> PROBLEM TO SOLVE
Print only the closing part of the entries. It starts at the line containing "Can you see the sidewalk" and includes the final line, exactly as written.

[Records contained in a dataset]
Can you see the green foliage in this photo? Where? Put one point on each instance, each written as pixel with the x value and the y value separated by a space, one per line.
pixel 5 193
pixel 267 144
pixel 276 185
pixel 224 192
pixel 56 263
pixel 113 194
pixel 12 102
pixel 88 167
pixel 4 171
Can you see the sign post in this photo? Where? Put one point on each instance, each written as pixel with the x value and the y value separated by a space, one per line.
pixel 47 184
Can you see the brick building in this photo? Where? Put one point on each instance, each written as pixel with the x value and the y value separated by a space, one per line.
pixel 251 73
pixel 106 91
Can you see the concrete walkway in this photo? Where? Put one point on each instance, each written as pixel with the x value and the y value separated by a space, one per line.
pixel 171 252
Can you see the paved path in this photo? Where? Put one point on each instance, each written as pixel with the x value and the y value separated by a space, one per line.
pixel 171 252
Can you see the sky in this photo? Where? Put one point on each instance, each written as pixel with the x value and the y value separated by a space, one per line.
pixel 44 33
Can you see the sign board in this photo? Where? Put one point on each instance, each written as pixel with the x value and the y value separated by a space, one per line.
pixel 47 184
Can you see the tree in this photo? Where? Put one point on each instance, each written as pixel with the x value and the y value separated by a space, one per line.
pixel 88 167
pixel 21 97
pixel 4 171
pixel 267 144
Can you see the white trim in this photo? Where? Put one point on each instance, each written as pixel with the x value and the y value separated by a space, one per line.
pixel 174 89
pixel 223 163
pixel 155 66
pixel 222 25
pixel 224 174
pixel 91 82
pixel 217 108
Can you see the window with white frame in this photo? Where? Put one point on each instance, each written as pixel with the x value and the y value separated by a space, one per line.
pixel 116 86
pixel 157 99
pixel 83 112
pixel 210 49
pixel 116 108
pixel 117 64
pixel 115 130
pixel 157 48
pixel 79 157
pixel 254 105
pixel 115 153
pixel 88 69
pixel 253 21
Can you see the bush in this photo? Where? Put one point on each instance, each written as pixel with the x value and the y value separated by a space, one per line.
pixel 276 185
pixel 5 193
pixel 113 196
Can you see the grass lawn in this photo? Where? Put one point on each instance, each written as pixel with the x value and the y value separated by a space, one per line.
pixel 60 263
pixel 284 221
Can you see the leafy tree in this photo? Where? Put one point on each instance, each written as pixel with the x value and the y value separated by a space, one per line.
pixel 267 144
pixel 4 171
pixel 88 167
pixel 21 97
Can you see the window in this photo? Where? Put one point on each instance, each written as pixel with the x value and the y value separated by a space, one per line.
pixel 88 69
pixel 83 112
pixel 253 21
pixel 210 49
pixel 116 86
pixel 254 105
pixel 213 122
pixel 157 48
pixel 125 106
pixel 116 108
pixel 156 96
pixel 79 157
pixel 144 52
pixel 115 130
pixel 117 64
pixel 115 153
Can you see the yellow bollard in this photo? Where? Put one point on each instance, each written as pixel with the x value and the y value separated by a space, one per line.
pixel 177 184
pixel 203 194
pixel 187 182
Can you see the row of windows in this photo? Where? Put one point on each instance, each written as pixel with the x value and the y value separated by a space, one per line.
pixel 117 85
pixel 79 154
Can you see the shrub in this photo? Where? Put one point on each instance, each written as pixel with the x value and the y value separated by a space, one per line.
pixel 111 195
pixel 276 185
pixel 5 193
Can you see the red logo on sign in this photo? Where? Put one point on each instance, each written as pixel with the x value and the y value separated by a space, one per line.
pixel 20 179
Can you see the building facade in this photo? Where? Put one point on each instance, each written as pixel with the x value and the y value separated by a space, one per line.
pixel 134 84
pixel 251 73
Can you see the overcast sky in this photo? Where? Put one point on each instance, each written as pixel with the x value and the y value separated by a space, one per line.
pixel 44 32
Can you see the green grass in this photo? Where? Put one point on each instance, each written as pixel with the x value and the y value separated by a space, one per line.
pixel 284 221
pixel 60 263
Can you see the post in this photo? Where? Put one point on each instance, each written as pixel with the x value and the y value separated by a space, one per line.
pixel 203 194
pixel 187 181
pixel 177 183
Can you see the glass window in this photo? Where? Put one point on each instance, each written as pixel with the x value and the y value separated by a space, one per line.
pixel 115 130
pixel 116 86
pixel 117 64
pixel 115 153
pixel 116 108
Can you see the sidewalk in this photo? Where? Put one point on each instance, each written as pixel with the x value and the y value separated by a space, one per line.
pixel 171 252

> RESULT
Can you see the sidewalk in this photo? Where? Put one point on each instance, each written as pixel with the x value and the y value separated by a space, one per line.
pixel 171 252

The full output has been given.